= TASK DESCRIPTION =
Find the word "wheel" in the listing. Copy out each line where it occurs.
======
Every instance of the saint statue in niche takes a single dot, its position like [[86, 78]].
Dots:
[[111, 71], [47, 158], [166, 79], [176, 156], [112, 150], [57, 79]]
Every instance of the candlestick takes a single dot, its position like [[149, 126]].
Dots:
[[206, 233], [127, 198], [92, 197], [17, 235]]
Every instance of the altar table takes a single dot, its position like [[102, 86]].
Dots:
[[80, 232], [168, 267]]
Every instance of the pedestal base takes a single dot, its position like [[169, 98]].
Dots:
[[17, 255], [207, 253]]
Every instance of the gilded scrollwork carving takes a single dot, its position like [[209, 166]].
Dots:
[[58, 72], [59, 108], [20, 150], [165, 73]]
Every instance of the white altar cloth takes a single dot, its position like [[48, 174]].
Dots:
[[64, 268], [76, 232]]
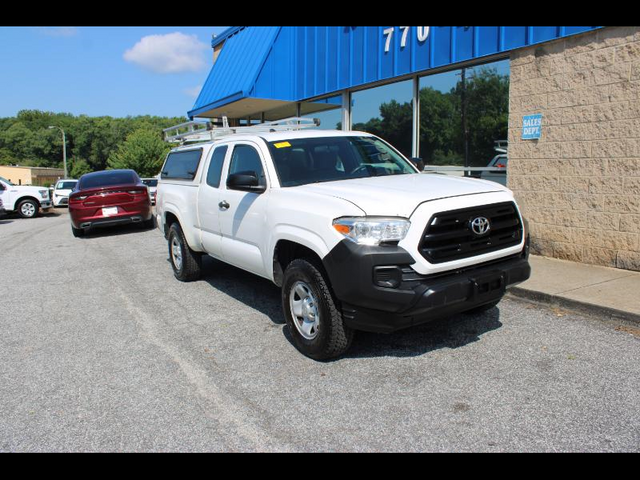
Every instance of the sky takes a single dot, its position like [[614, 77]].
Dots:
[[104, 71]]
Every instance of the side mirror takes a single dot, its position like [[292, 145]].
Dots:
[[245, 181], [418, 162]]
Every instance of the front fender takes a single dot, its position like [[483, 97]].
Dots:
[[193, 239]]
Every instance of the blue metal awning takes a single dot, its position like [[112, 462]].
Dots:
[[269, 69], [235, 71]]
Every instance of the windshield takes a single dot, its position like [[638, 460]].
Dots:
[[65, 185], [7, 181], [312, 160]]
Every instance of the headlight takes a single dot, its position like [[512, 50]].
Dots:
[[371, 230]]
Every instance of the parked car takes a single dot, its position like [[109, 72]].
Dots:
[[62, 190], [350, 230], [25, 200], [107, 198], [499, 161], [152, 183]]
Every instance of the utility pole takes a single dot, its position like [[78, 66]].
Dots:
[[64, 150], [465, 131]]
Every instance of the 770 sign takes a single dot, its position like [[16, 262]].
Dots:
[[421, 33]]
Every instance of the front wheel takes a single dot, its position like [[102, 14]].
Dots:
[[313, 318], [28, 208], [185, 262]]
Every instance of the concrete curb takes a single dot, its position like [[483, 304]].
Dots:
[[571, 304]]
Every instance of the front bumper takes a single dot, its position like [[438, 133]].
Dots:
[[130, 214], [381, 293]]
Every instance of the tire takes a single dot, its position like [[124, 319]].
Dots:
[[28, 208], [484, 308], [186, 263], [77, 232], [311, 312]]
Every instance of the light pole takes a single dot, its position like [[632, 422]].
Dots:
[[64, 150]]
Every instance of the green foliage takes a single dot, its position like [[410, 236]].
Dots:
[[79, 167], [143, 151], [441, 138], [91, 141]]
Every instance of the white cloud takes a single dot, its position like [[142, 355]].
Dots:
[[193, 91], [58, 31], [170, 53]]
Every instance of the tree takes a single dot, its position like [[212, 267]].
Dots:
[[142, 151], [79, 167]]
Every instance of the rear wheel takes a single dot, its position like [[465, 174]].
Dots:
[[311, 312], [186, 263], [28, 208]]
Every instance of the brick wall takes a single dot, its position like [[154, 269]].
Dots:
[[579, 184]]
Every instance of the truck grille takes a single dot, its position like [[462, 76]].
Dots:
[[449, 235]]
======
= TASK RESPONSE =
Every instance of the front wheel takes a single dot, its position like [[102, 14]].
Every instance of the rear wheel takes a single dot, its position like [[465, 174]].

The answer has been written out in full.